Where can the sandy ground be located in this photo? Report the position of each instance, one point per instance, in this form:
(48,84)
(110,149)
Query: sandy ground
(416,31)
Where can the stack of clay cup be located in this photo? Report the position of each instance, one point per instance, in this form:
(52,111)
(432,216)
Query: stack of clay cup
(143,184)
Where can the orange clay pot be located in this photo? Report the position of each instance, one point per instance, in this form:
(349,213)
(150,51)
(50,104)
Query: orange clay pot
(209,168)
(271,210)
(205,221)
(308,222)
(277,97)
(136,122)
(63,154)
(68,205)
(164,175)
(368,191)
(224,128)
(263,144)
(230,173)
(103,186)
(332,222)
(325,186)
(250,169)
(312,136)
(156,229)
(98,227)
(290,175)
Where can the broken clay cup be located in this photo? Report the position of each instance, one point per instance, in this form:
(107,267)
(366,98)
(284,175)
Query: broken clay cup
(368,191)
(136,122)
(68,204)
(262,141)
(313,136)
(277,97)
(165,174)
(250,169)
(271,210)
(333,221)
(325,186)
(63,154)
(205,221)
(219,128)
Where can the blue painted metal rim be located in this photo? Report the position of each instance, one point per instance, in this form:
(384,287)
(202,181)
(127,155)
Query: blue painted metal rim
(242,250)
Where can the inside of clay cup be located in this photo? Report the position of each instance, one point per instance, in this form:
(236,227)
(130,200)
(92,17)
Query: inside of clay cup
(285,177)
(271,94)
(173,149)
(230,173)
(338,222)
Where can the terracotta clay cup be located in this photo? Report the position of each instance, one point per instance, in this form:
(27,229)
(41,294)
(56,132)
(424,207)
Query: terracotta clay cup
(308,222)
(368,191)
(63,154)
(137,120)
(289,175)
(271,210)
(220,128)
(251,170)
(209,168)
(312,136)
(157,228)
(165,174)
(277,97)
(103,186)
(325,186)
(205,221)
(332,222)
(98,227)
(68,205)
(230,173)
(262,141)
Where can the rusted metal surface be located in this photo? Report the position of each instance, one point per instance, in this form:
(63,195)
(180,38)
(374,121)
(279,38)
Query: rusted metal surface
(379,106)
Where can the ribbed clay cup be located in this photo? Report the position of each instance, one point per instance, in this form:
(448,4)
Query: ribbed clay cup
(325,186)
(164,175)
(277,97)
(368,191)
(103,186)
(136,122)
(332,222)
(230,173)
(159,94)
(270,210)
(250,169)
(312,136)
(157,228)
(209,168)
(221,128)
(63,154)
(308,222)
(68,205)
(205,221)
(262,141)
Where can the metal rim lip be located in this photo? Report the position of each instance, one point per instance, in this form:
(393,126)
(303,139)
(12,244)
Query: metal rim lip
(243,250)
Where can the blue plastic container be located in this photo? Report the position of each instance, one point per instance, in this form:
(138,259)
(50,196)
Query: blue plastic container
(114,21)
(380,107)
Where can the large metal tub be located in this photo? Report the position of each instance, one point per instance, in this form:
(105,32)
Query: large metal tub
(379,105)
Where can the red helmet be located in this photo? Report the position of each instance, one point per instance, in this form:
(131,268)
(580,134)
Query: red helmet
........
Search the listing above for lines containing "helmet", and copy them.

[Answer below]:
Where can the red helmet be located in this photo? Report the position of each instance, one point per instance, in this form:
Query: red helmet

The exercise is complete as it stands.